Instruction - Write out the whole of the material exactly.

Provided information -
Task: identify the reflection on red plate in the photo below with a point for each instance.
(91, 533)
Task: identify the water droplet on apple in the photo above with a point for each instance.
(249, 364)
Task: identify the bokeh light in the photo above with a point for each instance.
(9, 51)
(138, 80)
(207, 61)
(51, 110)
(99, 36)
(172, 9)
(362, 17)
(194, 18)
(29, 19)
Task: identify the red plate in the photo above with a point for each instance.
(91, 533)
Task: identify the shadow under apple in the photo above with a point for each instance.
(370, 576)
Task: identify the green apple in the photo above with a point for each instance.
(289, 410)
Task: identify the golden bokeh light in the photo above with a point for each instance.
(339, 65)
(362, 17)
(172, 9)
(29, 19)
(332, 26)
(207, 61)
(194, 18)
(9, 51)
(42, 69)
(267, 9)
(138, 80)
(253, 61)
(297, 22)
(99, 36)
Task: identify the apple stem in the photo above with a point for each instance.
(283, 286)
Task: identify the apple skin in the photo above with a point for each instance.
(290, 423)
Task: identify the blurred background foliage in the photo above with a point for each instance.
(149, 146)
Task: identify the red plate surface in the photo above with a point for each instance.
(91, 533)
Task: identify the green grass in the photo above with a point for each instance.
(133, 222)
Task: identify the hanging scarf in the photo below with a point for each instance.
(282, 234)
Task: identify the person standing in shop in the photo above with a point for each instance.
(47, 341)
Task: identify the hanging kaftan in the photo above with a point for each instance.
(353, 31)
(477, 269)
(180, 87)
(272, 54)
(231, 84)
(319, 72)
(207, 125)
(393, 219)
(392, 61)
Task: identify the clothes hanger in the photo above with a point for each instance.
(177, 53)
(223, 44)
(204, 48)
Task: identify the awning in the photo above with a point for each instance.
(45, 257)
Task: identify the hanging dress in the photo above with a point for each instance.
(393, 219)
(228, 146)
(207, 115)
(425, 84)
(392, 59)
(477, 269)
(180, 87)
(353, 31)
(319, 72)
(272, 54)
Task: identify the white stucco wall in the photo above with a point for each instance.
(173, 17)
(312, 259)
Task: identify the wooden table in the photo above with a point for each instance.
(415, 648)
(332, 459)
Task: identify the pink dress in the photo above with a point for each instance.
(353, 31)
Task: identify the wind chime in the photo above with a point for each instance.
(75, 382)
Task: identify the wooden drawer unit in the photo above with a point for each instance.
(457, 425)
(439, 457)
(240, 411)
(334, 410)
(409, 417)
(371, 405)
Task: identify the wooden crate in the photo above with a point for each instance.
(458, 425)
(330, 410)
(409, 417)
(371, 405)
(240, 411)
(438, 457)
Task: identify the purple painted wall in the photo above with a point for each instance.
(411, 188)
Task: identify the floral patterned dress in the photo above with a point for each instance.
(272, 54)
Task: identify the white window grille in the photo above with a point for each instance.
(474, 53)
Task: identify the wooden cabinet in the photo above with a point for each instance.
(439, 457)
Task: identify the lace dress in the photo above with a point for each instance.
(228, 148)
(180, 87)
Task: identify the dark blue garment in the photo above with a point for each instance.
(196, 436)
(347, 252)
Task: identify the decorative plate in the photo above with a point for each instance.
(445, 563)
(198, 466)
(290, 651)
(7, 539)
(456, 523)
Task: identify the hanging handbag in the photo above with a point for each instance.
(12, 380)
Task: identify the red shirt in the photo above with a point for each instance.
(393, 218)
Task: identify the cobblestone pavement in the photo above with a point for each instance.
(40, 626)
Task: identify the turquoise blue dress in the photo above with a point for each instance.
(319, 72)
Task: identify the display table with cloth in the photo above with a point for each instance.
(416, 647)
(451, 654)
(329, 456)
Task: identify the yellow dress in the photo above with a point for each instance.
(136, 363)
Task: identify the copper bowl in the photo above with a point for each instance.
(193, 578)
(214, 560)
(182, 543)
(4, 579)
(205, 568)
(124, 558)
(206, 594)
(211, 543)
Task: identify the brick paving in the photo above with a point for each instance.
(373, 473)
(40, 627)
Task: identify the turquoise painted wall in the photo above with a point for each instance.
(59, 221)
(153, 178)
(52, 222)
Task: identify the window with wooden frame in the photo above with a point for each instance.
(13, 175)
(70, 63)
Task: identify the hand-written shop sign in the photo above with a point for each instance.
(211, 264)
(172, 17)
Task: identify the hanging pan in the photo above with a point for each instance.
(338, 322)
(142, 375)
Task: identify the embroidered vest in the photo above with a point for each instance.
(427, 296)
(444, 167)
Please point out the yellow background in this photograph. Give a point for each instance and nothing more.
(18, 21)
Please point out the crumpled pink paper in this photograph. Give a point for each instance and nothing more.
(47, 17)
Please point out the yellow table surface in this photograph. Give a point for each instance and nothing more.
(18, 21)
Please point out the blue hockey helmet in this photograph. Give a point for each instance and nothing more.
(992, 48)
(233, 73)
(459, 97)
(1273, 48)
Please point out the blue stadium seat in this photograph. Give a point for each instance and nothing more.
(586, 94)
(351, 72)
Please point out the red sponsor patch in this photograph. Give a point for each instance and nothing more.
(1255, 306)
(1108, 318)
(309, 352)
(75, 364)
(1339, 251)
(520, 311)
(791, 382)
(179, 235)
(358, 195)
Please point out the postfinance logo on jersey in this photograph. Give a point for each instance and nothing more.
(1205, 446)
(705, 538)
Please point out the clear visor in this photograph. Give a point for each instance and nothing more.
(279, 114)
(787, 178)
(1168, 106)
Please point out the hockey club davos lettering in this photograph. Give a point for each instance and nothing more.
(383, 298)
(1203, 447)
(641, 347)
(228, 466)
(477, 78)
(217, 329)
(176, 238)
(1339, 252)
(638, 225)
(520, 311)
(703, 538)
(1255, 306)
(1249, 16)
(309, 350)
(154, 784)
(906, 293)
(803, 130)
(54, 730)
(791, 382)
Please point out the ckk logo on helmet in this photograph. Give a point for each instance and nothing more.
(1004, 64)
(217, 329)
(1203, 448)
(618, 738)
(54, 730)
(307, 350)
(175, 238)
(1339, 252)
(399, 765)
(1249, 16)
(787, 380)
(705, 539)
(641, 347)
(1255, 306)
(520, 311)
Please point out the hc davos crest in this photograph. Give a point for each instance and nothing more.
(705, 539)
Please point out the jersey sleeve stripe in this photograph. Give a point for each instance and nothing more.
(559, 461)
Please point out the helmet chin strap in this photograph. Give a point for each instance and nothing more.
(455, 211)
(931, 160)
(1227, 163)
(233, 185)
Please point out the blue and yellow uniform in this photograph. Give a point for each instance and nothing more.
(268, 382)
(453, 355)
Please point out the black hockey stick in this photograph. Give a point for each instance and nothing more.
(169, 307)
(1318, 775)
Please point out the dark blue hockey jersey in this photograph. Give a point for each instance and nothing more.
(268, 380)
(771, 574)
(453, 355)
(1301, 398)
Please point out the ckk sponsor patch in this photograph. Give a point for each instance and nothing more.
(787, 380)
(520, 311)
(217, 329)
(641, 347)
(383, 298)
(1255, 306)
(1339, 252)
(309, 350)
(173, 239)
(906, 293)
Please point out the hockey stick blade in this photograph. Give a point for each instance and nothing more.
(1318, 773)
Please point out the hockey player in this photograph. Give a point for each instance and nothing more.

Written reply -
Task: identify the reflection on red plate in the photo below with a point for each instance.
(91, 533)
Task: identify the water droplet on apple in the photo above with a point for each instance.
(249, 364)
Task: identify the bokeh light in the photo above with a point for each instance.
(9, 51)
(138, 80)
(207, 61)
(51, 110)
(99, 36)
(172, 9)
(362, 17)
(194, 18)
(29, 19)
Task: identify the red plate in the photo above with a point for each instance.
(91, 533)
Task: identify the shadow under apple in the photo above with a point for each instance.
(370, 576)
Task: identify the green apple in the photo above with a point for each instance.
(289, 410)
Task: identify the golden bokeh light in the photo above with a point for each instance.
(339, 65)
(362, 17)
(172, 9)
(29, 19)
(332, 26)
(207, 61)
(194, 18)
(9, 51)
(42, 69)
(267, 9)
(138, 80)
(253, 61)
(297, 22)
(99, 36)
Task: identify the apple stem in the photo above with a point for each instance.
(283, 286)
Task: identify the apple skin in the photo above with a point for each instance.
(290, 423)
Task: identify the blurred background foliage in the photo above with a point for each instance.
(149, 146)
Task: identify the red plate surface in the photo above with a point for each instance.
(91, 533)
Task: identify the green grass in the photo above with a point for each instance.
(133, 222)
Task: identify the hanging scarf in the photo below with a point for each instance.
(282, 234)
Task: identify the person standing in shop in the photo above with a point for each instance.
(47, 341)
Task: identify the hanging kaftan in the photo above with a point for each instance.
(353, 31)
(477, 269)
(180, 87)
(272, 54)
(231, 84)
(319, 72)
(207, 125)
(393, 219)
(392, 61)
Task: identify the clothes hanger in the photo above with a point for each instance.
(177, 53)
(223, 44)
(204, 48)
Task: identify the awning in the photo above with a point for each instance.
(45, 257)
Task: identify the hanging dress in the photo above with a point for each instance.
(393, 219)
(228, 146)
(207, 115)
(425, 84)
(392, 59)
(477, 269)
(180, 87)
(353, 31)
(319, 72)
(272, 54)
Task: identify the white stucco wall in the photo above with a point for each instance.
(173, 17)
(312, 259)
Task: identify the wooden table in the photo above with a point for each instance.
(415, 648)
(332, 459)
Task: identify the pink dress in the photo above with a point for each instance.
(353, 31)
Task: identify the wind chime in the photo above with a point for each instance.
(75, 382)
Task: identify the wooden drawer unit in the photo above with a point for each instance.
(457, 425)
(439, 457)
(240, 411)
(334, 410)
(409, 417)
(371, 405)
Task: identify the wooden crate in the photo above with a point for each instance.
(458, 425)
(330, 410)
(409, 417)
(371, 405)
(240, 411)
(438, 457)
Task: identify the purple painted wall in the photo above with a point for each instance.
(411, 188)
Task: identify the floral patterned dress in the photo above with a point for each instance.
(272, 54)
Task: identify the white window grille in the photo above with a point for each instance.
(474, 53)
Task: identify the wooden cabinet in the photo above with a point for each instance.
(439, 457)
Task: identify the lace dress in the photo above with a point for each instance.
(228, 148)
(180, 87)
Task: identify the dark blue garment in the photo above with a point for each instance.
(196, 436)
(347, 252)
Task: identify the decorative plate in the photo above with a point for each instance.
(445, 563)
(198, 466)
(290, 651)
(7, 539)
(456, 523)
Task: identify the hanging handbag in the photo above with a point for each instance.
(12, 380)
Task: identify the red shirt in the photo above with a point for each instance.
(393, 218)
Task: identify the cobblestone pavement in the photo above with a point for each instance.
(40, 626)
Task: identify the turquoise blue dress in the photo above with a point for each instance.
(319, 72)
Task: identify the display table with cloth in the photo above with a point for each instance.
(416, 647)
(451, 654)
(329, 456)
Task: identify the yellow dress in the photo above with a point for each instance.
(136, 363)
Task: identify the copper bowl in the photo above with a point for each instance.
(193, 578)
(214, 560)
(182, 543)
(4, 579)
(205, 568)
(124, 558)
(206, 594)
(211, 543)
Task: identify the brick paving in the photo above with a point for each instance.
(373, 473)
(40, 627)
Task: identify the turquoise painted wall in the photo above with a point for each instance.
(59, 221)
(153, 178)
(52, 222)
Task: identify the window with wooden frame in the photo above with a point for each instance.
(13, 175)
(70, 63)
Task: identify the hand-written shop sign in the photo above with a point for each instance.
(211, 264)
(172, 17)
Task: identify the hanging pan in the photo above with a point for each instance.
(338, 322)
(142, 375)
Task: identify the embroidered vest in the photo above with a point for each instance.
(427, 296)
(444, 167)
Please point out the yellow background in this photograph. Give a point for each instance and nothing more.
(18, 21)
Please point out the crumpled pink paper in this photograph. Give a point for each instance and nothing more.
(47, 17)
Please point out the yellow table surface in this photograph. Give a point for each instance and nothing more.
(18, 21)
Please point out the blue hockey helmet in this photograph. Give a point for each instance and nothing more.
(992, 48)
(233, 73)
(459, 97)
(1273, 48)
Please point out the blue stadium seat in this photograph. Give a point for each instance and nothing more.
(586, 94)
(351, 72)
Please point out the red sponsor patch in this photograph. Give a point for each instance and nothing more.
(1255, 306)
(1108, 318)
(309, 352)
(75, 364)
(1339, 251)
(520, 311)
(791, 382)
(179, 235)
(358, 195)
Please point out the postfinance logo on jersey in this photograph. Give a point for each instance and nothing more.
(1205, 446)
(705, 538)
Please point out the clear visor in this photograph. Give a point for each instance and nothing more.
(279, 114)
(787, 178)
(1168, 106)
Please point out the hockey club davos lettering in this photograph. Give a point for each instance and nothing more.
(383, 298)
(1203, 447)
(641, 347)
(228, 466)
(477, 78)
(217, 329)
(176, 238)
(1339, 252)
(638, 225)
(520, 311)
(703, 538)
(1255, 306)
(1249, 16)
(309, 350)
(154, 784)
(906, 293)
(803, 130)
(54, 730)
(791, 382)
Please point out the ckk logo on helmet in this photograph. Give a point for each instance and nothing more.
(1004, 64)
(217, 329)
(1203, 448)
(618, 738)
(54, 730)
(307, 350)
(175, 238)
(1339, 252)
(399, 765)
(1249, 16)
(787, 380)
(705, 539)
(641, 347)
(1255, 306)
(520, 311)
Please point out the hc davos crest in this photograph. Give a point for each instance and nothing more.
(705, 539)
Please point out the jersey sleeve stripe in this photograph. Give a point for each instance and nothing more.
(559, 461)
Please point out the helmet chin strap in this photograph. Give a point for each instance and nothing more.
(455, 211)
(931, 160)
(1227, 163)
(233, 185)
Please point out the blue and yellow uniform in this photograph. Give a point for each instance and nothing more.
(268, 382)
(453, 355)
Please point out the black hockey stick in this photograph. Give a point for each instance and nothing more.
(169, 307)
(1318, 775)
Please point out the dark blue hockey jersey in this photograph. Give a point for each instance and nothing more.
(268, 380)
(771, 574)
(453, 355)
(1301, 398)
Please point out the ckk sponsor patch in this photograph. Give a point for each instance and nothing more.
(787, 380)
(520, 311)
(217, 329)
(641, 347)
(383, 298)
(1255, 306)
(1339, 252)
(309, 350)
(173, 239)
(906, 293)
Please point out the hockey stick blade in this photograph. Give a point for each instance and nothing more.
(1318, 773)
Please point out the hockey player in this photograph. Give a point for each instance and nothing more.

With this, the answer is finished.